WHAT YOU NEED TO DO — Could you retype, unchanged, the lines of the listing below from the line with "the orange fish in the photo above" up to and including the line with "column 269, row 740"?

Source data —
□ □ □ □ □ □ □

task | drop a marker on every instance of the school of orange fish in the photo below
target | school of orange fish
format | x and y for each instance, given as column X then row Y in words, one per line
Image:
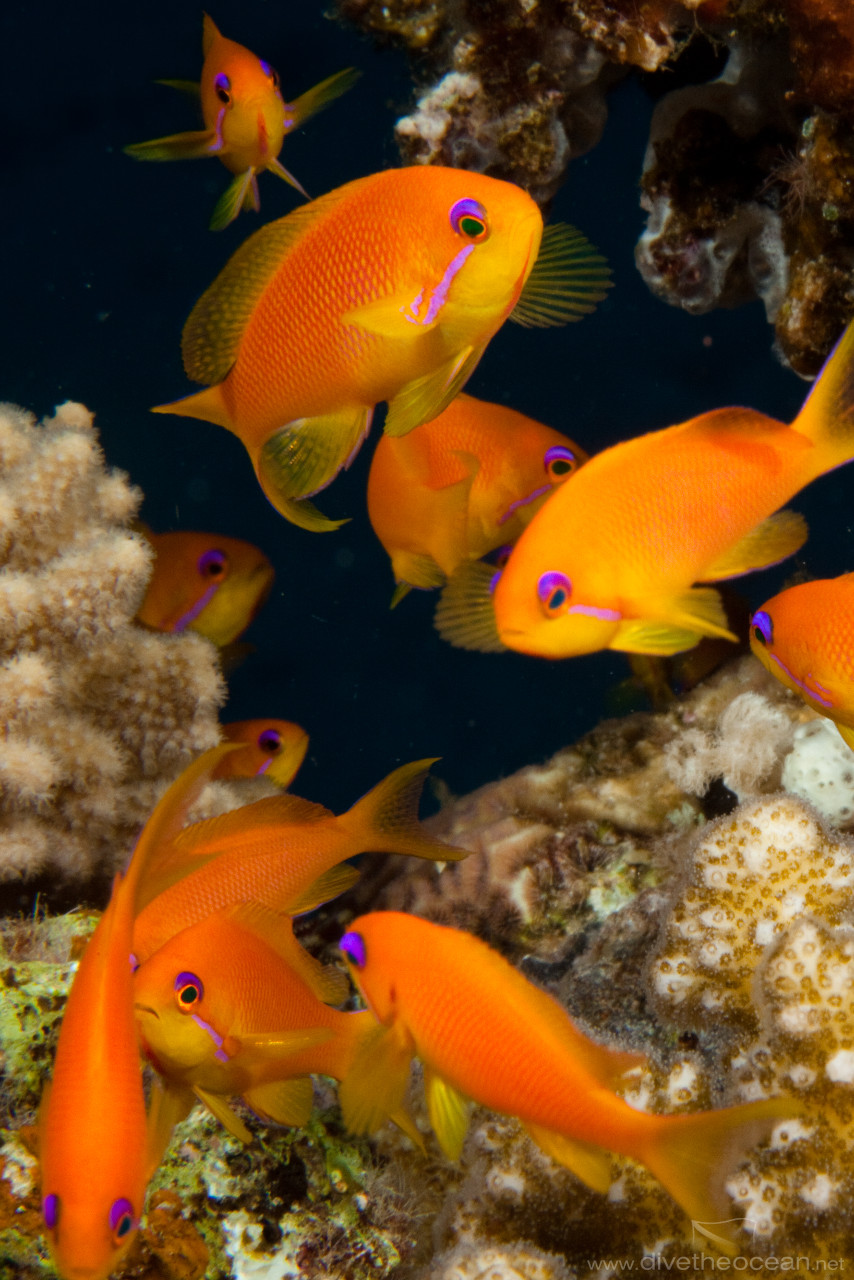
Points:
column 389, row 288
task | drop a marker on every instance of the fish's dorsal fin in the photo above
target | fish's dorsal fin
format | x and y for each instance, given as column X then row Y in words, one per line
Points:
column 217, row 323
column 566, row 282
column 465, row 615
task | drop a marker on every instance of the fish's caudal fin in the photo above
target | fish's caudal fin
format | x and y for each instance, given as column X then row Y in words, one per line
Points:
column 386, row 821
column 692, row 1157
column 827, row 415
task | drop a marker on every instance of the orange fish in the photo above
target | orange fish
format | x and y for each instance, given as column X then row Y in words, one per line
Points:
column 283, row 853
column 805, row 638
column 275, row 749
column 461, row 485
column 611, row 560
column 483, row 1032
column 95, row 1144
column 246, row 120
column 205, row 583
column 388, row 288
column 257, row 1027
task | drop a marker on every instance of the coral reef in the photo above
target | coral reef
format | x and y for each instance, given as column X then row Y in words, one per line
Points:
column 97, row 713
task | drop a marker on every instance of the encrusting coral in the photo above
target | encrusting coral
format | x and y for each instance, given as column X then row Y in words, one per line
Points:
column 96, row 712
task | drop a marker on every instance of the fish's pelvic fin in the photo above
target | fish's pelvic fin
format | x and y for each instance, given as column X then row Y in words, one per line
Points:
column 465, row 616
column 241, row 193
column 566, row 282
column 588, row 1162
column 771, row 542
column 386, row 821
column 693, row 1155
column 424, row 398
column 177, row 146
column 283, row 1101
column 448, row 1111
column 374, row 1088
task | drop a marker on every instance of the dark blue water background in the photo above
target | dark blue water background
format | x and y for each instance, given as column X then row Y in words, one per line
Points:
column 103, row 259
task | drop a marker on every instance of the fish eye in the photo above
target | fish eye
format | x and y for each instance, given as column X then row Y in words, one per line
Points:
column 354, row 947
column 469, row 219
column 213, row 563
column 122, row 1220
column 762, row 627
column 558, row 462
column 555, row 592
column 188, row 991
column 50, row 1210
column 269, row 740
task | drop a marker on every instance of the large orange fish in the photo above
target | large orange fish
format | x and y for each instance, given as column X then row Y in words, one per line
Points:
column 805, row 638
column 611, row 560
column 386, row 289
column 461, row 485
column 95, row 1144
column 257, row 1027
column 284, row 853
column 205, row 583
column 275, row 749
column 483, row 1032
column 246, row 120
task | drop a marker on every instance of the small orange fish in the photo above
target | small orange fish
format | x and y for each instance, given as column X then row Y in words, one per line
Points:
column 483, row 1032
column 275, row 749
column 283, row 853
column 459, row 487
column 246, row 120
column 96, row 1146
column 805, row 638
column 257, row 1027
column 205, row 583
column 611, row 560
column 388, row 288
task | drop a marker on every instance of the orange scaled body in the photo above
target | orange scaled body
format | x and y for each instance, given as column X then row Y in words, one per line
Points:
column 483, row 1032
column 461, row 485
column 805, row 638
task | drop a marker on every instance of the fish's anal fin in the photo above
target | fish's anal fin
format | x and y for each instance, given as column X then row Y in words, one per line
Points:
column 771, row 542
column 448, row 1111
column 375, row 1086
column 590, row 1164
column 424, row 398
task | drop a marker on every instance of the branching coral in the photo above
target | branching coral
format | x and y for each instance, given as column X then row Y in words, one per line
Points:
column 96, row 712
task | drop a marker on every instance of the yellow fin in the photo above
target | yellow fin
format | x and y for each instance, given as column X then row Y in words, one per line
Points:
column 177, row 146
column 590, row 1164
column 306, row 455
column 465, row 616
column 566, row 282
column 283, row 1101
column 771, row 542
column 375, row 1086
column 386, row 821
column 219, row 1107
column 424, row 398
column 448, row 1111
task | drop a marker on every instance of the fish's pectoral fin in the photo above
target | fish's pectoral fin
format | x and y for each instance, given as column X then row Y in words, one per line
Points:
column 283, row 1101
column 319, row 96
column 178, row 146
column 590, row 1164
column 465, row 615
column 424, row 398
column 219, row 1107
column 771, row 542
column 241, row 193
column 448, row 1111
column 375, row 1086
column 566, row 282
column 306, row 455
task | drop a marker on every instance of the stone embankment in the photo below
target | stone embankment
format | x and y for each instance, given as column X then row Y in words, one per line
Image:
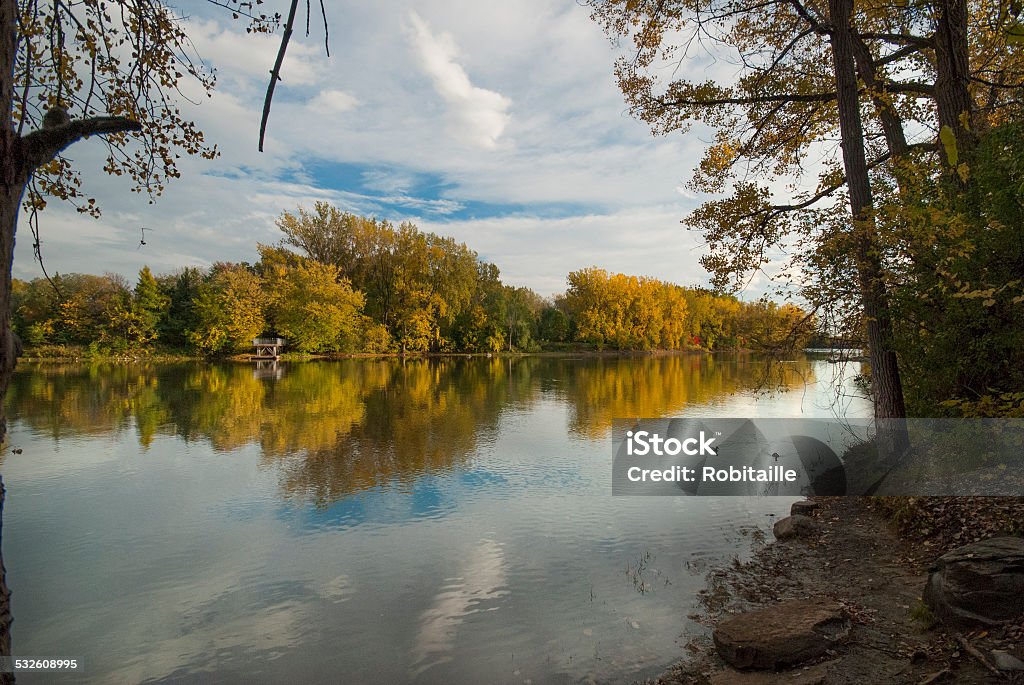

□ □ □ □ □ □ □

FULL ANSWER —
task | drop a marker on every instance of the orange fish in the photo above
target | orange fish
format | x and y for each instance, given as column X then row Y in words, one per line
Points:
column 283, row 853
column 805, row 638
column 275, row 749
column 461, row 485
column 611, row 560
column 483, row 1032
column 95, row 1144
column 246, row 120
column 205, row 583
column 388, row 288
column 257, row 1027
task | drop a marker on every instance of the coral reef in the photo above
target | coral reef
format | x and y for each instance, given as column X then row Y in words, one per line
Points:
column 97, row 713
task | drop a marker on every instance of the encrusting coral in the photo above
target | encrusting coral
format | x and y for each instance, given as column X then row Y in words, one per line
Points:
column 96, row 712
task | drop a marker on every instance of the fish's pelvic fin in the photo above
target | fish's pelvic fin
format | x and y for each instance, given as column X then row Y in words, one per line
Points:
column 465, row 616
column 241, row 193
column 566, row 282
column 588, row 1162
column 771, row 542
column 386, row 821
column 693, row 1155
column 424, row 398
column 177, row 146
column 283, row 1101
column 448, row 1111
column 374, row 1088
task | drop a marker on every instance of the dark blue water background in the photo above
target | dark blue water background
format | x and y for each instance, given as column X then row Y in words, one per line
Points:
column 103, row 259
task | drop a marker on every instance of the fish eye in the photo above
target | fish eye
format | x and y for each instance, given as column X then row Y in words, one per line
Points:
column 354, row 947
column 469, row 219
column 213, row 563
column 122, row 1220
column 762, row 627
column 558, row 462
column 555, row 592
column 188, row 991
column 50, row 1210
column 269, row 740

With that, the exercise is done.